[Recorded data]
◇ ◇ ◇

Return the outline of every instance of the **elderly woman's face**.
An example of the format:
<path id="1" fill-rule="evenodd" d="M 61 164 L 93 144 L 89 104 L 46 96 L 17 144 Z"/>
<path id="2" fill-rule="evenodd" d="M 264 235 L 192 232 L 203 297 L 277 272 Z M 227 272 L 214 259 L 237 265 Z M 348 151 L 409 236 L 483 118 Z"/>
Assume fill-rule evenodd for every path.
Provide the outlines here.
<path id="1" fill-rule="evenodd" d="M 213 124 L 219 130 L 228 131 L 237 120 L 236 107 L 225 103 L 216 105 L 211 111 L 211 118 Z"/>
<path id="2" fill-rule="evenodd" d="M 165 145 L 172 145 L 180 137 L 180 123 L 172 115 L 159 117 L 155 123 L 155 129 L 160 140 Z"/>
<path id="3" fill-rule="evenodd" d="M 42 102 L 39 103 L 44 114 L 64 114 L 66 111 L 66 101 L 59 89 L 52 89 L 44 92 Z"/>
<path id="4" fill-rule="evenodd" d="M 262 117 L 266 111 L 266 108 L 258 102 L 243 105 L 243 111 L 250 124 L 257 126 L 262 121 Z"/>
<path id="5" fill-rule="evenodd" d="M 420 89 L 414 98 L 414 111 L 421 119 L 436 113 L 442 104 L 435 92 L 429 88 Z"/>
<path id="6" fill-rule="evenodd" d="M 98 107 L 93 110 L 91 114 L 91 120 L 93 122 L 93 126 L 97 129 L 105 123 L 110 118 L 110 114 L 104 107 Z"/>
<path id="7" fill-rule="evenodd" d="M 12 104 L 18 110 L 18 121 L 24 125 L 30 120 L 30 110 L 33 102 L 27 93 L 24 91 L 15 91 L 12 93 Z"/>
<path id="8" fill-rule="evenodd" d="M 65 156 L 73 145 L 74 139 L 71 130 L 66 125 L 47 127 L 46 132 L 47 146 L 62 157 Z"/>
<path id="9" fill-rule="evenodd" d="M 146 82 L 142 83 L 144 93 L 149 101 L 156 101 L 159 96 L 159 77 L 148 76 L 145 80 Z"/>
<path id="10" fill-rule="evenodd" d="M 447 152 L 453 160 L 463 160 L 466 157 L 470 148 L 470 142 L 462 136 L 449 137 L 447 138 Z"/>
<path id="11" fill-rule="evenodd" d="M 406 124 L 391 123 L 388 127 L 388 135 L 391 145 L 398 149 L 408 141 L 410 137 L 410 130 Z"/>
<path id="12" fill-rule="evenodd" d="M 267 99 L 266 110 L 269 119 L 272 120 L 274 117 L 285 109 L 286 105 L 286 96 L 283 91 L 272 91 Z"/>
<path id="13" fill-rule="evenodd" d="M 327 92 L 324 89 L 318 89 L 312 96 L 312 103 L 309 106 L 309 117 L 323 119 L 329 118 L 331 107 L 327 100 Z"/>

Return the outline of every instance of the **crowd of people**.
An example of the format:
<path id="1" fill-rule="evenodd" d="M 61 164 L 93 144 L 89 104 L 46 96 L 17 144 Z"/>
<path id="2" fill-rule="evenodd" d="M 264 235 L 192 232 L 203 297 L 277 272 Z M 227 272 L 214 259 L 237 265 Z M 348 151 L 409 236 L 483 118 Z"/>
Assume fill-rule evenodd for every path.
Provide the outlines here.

◇ ◇ ◇

Copy every one of the entries above word for word, with no changes.

## PROBLEM SOLUTION
Return the outline of every instance of the **elderly woman's face**.
An example of the format:
<path id="1" fill-rule="evenodd" d="M 61 164 L 93 144 L 89 104 L 46 96 L 17 144 Z"/>
<path id="2" fill-rule="evenodd" d="M 264 235 L 192 232 L 203 297 L 277 272 Z M 227 272 L 214 259 L 237 265 Z M 348 151 L 409 236 L 483 118 Z"/>
Assume fill-rule evenodd for every path.
Provide the outlines here.
<path id="1" fill-rule="evenodd" d="M 213 124 L 219 130 L 228 131 L 237 120 L 236 107 L 225 103 L 216 105 L 211 111 L 211 118 Z"/>
<path id="2" fill-rule="evenodd" d="M 165 145 L 172 145 L 180 137 L 180 123 L 172 115 L 159 117 L 155 123 L 155 129 L 160 140 Z"/>
<path id="3" fill-rule="evenodd" d="M 42 102 L 39 103 L 44 114 L 64 114 L 66 111 L 66 101 L 59 89 L 52 89 L 44 92 Z"/>
<path id="4" fill-rule="evenodd" d="M 262 117 L 266 111 L 266 108 L 258 102 L 243 105 L 243 111 L 250 124 L 257 126 L 262 121 Z"/>
<path id="5" fill-rule="evenodd" d="M 420 89 L 414 98 L 414 111 L 421 119 L 436 113 L 442 104 L 435 92 L 429 88 Z"/>
<path id="6" fill-rule="evenodd" d="M 98 107 L 93 110 L 91 114 L 91 120 L 93 122 L 93 126 L 97 129 L 105 123 L 110 118 L 110 114 L 104 107 Z"/>
<path id="7" fill-rule="evenodd" d="M 12 104 L 18 110 L 18 121 L 24 125 L 30 120 L 30 110 L 33 102 L 27 93 L 24 91 L 15 91 L 12 93 Z"/>
<path id="8" fill-rule="evenodd" d="M 65 156 L 73 145 L 74 139 L 71 130 L 66 125 L 47 127 L 46 132 L 47 146 L 62 157 Z"/>
<path id="9" fill-rule="evenodd" d="M 146 82 L 142 83 L 144 93 L 149 101 L 156 101 L 159 96 L 159 77 L 148 76 L 145 80 Z"/>
<path id="10" fill-rule="evenodd" d="M 447 152 L 453 160 L 463 160 L 466 157 L 470 148 L 470 142 L 462 136 L 449 137 L 447 138 Z"/>
<path id="11" fill-rule="evenodd" d="M 406 124 L 391 123 L 388 127 L 388 135 L 391 145 L 398 149 L 408 141 L 410 137 L 410 130 Z"/>
<path id="12" fill-rule="evenodd" d="M 267 99 L 266 110 L 269 119 L 272 120 L 274 117 L 285 109 L 286 105 L 286 96 L 283 91 L 272 91 Z"/>
<path id="13" fill-rule="evenodd" d="M 327 92 L 324 89 L 318 89 L 312 96 L 312 103 L 309 106 L 309 117 L 323 119 L 329 118 L 331 107 L 327 100 Z"/>

Return the outline of every instance of the **crowd of people**.
An example of the format:
<path id="1" fill-rule="evenodd" d="M 61 164 L 93 144 L 89 104 L 46 96 L 17 144 Z"/>
<path id="2" fill-rule="evenodd" d="M 264 235 L 192 232 L 203 297 L 277 272 Z M 227 272 L 214 259 L 237 265 Z M 348 151 L 409 236 L 483 118 Z"/>
Assume fill-rule evenodd for every path.
Provide the outlines here.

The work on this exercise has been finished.